**Goal**
Copy the data below line for line, without changing a word or character.
* begin *
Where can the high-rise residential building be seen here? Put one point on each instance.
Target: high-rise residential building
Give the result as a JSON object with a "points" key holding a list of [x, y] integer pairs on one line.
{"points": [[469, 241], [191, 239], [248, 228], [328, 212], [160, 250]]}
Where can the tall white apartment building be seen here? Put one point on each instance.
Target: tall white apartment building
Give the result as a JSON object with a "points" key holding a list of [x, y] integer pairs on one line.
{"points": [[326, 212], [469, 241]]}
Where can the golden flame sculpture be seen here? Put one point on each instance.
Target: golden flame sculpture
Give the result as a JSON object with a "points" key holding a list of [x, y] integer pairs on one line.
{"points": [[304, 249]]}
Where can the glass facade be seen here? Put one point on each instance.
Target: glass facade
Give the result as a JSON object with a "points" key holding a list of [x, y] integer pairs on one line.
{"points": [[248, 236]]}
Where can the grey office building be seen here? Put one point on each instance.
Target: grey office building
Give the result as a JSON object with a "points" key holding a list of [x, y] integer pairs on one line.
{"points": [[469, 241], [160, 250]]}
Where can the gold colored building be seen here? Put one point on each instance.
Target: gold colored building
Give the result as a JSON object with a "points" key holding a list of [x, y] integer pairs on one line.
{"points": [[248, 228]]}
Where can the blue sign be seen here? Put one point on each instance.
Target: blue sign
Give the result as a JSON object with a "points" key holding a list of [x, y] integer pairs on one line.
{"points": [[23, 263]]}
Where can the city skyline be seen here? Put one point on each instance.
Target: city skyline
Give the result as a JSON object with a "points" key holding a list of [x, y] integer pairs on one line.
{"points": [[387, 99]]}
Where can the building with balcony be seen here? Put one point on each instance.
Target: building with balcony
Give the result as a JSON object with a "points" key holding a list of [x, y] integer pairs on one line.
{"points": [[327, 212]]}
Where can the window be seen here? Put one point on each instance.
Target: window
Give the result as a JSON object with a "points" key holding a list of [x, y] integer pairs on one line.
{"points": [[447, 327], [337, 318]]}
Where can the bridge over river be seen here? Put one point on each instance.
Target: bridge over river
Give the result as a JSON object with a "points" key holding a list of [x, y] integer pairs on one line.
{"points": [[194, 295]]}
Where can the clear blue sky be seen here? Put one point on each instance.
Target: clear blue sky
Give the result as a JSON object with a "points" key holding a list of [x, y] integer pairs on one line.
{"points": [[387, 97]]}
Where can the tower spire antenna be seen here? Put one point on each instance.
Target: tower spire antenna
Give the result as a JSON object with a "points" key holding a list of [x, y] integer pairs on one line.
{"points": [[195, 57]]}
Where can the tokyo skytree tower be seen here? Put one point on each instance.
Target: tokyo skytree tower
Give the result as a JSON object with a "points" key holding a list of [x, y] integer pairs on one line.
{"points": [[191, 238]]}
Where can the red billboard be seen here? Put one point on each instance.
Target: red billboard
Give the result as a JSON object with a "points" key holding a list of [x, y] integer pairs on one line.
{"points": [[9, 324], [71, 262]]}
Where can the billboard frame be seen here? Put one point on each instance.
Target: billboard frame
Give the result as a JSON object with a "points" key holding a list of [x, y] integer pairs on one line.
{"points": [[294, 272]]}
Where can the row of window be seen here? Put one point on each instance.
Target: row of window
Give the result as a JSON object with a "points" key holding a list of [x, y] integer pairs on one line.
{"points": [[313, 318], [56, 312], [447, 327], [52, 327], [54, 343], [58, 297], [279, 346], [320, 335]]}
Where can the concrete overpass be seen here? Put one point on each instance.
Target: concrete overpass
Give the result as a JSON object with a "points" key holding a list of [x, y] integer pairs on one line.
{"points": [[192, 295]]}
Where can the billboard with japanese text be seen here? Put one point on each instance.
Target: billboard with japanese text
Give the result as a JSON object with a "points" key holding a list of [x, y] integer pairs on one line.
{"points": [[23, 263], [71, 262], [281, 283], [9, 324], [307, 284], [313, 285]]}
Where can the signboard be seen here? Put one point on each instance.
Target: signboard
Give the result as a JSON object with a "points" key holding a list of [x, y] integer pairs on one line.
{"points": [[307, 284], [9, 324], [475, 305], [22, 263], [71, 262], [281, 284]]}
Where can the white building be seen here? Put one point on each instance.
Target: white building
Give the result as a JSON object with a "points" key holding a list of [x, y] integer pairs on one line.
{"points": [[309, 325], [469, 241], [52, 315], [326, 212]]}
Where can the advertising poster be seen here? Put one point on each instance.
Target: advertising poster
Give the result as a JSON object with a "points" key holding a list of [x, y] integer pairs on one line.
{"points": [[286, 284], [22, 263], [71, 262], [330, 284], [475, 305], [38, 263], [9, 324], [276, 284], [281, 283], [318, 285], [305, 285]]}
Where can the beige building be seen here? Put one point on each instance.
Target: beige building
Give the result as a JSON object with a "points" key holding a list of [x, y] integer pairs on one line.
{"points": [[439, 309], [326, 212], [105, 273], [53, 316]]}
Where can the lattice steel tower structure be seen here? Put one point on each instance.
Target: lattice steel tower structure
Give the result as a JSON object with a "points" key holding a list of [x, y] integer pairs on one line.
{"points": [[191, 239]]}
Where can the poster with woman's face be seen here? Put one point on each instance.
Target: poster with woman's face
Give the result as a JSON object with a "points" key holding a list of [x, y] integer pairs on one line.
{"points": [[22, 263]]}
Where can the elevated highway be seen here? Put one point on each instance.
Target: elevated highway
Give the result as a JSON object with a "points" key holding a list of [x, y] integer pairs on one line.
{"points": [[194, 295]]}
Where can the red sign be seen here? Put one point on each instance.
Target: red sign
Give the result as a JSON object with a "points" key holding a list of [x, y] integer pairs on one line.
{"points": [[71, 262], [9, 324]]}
* end *
**Solution to this task**
Where can the high-rise residential building be seen here? Put one point on each instance.
Target: high-rise residential building
Give the result as a JSON object with a "points" key holding a list of [x, y] integer pairs on one line.
{"points": [[469, 241], [191, 239], [248, 228], [328, 212], [160, 250]]}
Where can the tall white apartment building be seen here? Put one point on each instance.
Target: tall white apartment building
Give the result as a JSON object with a "points" key holding a list of [x, y] integer pairs on one line.
{"points": [[326, 212], [469, 241]]}
Where can the golden flame sculpture be seen here? Put one point on each instance.
Target: golden flame sculpture
Give the result as a JSON object with a "points" key holding a list of [x, y] integer pairs on one line.
{"points": [[304, 249]]}
Where can the glass facade be seen here? Put one point on each instance.
Target: glass facade
Give the result as a JSON object with a "points" key holding a list of [x, y] integer pairs on one line.
{"points": [[248, 236]]}
Where can the grey office building be seen here? Put one point on each instance.
Target: grey office building
Give the result as a JSON object with a "points" key holding a list of [x, y] integer pairs on one line.
{"points": [[469, 241], [160, 250]]}
Where can the gold colored building be seen here? Put one point on each instance.
Target: gold colored building
Give the result as a JSON object with a "points" key holding a list of [x, y] integer pairs on one line.
{"points": [[248, 228]]}
Where can the blue sign be seen here? Put one point on each instance.
Target: blue sign
Give the result as a JSON object with a "points" key holding a list of [x, y] integer pairs on one line.
{"points": [[23, 263]]}
Where can the city skyline be seen here? Put one point on each instance.
Target: city skyline
Give the result as a JSON object with a "points" key holding a list of [x, y] integer pairs on one line.
{"points": [[387, 99]]}
Where can the building with balcony be seen here? Put one point on each instance.
Target: building with balcony
Give the result as a JSON object with a "points" key holding a list of [x, y] integer pairs on one line.
{"points": [[327, 212]]}
Where can the window be seen here? Put one point on each instance.
Target: window
Give the result as a JSON object with a "points" key holding a list of [x, y] integer pairs on one line.
{"points": [[447, 327], [337, 318]]}
Where can the bridge over river be seen here? Put one point on each instance.
Target: bridge over river
Give the result as a JSON object with a "points" key holding a list of [x, y] integer pairs on one line.
{"points": [[194, 295]]}
Where can the clear blue sky be seen here? Put one point on each instance.
Target: clear blue sky
Give the result as a JSON object with a "points" key holding a list of [x, y] integer pairs on one line.
{"points": [[387, 97]]}
Where can the tower spire antenna be seen here? Put one point on each instance.
Target: tower spire antenna
Give the result as a JSON object with a "points" key holding a list of [x, y] integer pairs on one line.
{"points": [[195, 57]]}
Where can the tokyo skytree tower be seen here? Put one point on each instance.
Target: tokyo skytree tower
Give the result as a JSON object with a "points" key holding a list of [x, y] integer pairs on one line.
{"points": [[191, 238]]}
Where can the red billboard be seen here? Put one point on each instance.
Target: red billboard
Give the result as a JSON object with a "points" key holding a list of [x, y] integer pairs on one line.
{"points": [[9, 324], [71, 262]]}
Where can the billboard frame be seen here? Put one point on each instance.
Target: billboard frame
Give the result as a JSON object with a "points" key holding a list of [x, y] integer pairs on one line.
{"points": [[294, 272]]}
Where can the row of window be seen here? Put one point on each instance.
Target: row of window
Give the result as a JSON object with a "points" key holding a list of [x, y] integer pairs on one line.
{"points": [[313, 318], [56, 312], [447, 327], [52, 327], [54, 343], [58, 297], [279, 346], [320, 335]]}
Where can the concrete overpass be seen here? Put one point on each instance.
Target: concrete overpass
Give the result as a JSON object with a "points" key holding a list of [x, y] integer pairs on one line.
{"points": [[192, 295]]}
Where can the billboard with japanese text be seen here? Put one point on each instance.
Target: billboard with japanese text
Give the result as a JSON object with a "points" key holding a list of [x, y] integer pairs on one line.
{"points": [[23, 263], [71, 262], [281, 283], [9, 324], [307, 284], [313, 285]]}
Where can the signboard be seen here? Put one point on each instance.
Target: signboard
Give the result as a JSON object with a "points" key holding a list of [x, y] integer pairs on one line.
{"points": [[307, 284], [9, 324], [475, 305], [22, 263], [71, 262], [281, 284]]}
Where can the white building be seen here? Put one point on each instance.
Target: white building
Give the result as a JSON object with a "points" key holding a list of [x, y] integer pairs on one line.
{"points": [[309, 325], [469, 241], [52, 315], [326, 212]]}
Where can the advertising poster be seen here? Put one point on each instance.
Target: advertising poster
Give the result as a JSON object with a "points" key holding a list of [x, y] integer pairs on one line.
{"points": [[286, 284], [22, 263], [71, 262], [330, 284], [475, 305], [38, 263], [9, 324], [276, 284], [281, 283], [318, 285], [305, 285]]}
Where can the beige building be seen here? Put one point on each instance.
Target: beige building
Give the result as a JSON object with a "points" key holding a list of [x, y] integer pairs on one line.
{"points": [[439, 309], [326, 212], [105, 273], [53, 316]]}
Where can the lattice steel tower structure be seen here? Put one point on each instance.
Target: lattice steel tower structure
Give the result as a JSON object with a "points" key holding a list of [x, y] integer pairs on one line.
{"points": [[191, 239]]}
Where can the poster with woman's face be seen here? Put one point on each instance.
Target: poster with woman's face
Give the result as a JSON object with a "points" key holding a list of [x, y] integer pairs on one line.
{"points": [[22, 263]]}
Where can the elevated highway be seen here? Put one point on each instance.
Target: elevated highway
Give the result as a JSON object with a "points" key holding a list of [x, y] integer pairs on one line.
{"points": [[194, 295]]}
Where can the red sign be seen here? Put one point on each instance.
Target: red sign
Give the result as a JSON object with a "points" key holding a list of [x, y] integer pairs on one line.
{"points": [[71, 262], [9, 324]]}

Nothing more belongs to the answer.